◆ **Given data**:
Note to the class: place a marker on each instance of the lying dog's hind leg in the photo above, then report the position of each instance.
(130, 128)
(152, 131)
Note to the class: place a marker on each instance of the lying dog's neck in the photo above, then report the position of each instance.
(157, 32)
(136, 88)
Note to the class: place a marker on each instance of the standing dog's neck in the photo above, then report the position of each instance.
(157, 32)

◆ **Work required**: Format the material as a numbered list, one entry per line, leaving out any blank lines.

◆ **Exercise output**:
1. Note to the class: place a marker on each instance of the lying dog's hind leg in the photo above, then report the position of each instance.
2. (130, 128)
3. (152, 131)
4. Note to the class: place a marker on each instance of the lying dog's neck in the photo above, then report the position of each instance.
5. (157, 32)
6. (136, 88)
7. Note to the class: place a marker on each instance of the standing dog's neck in the photo above, then report the position of each instance.
8. (157, 32)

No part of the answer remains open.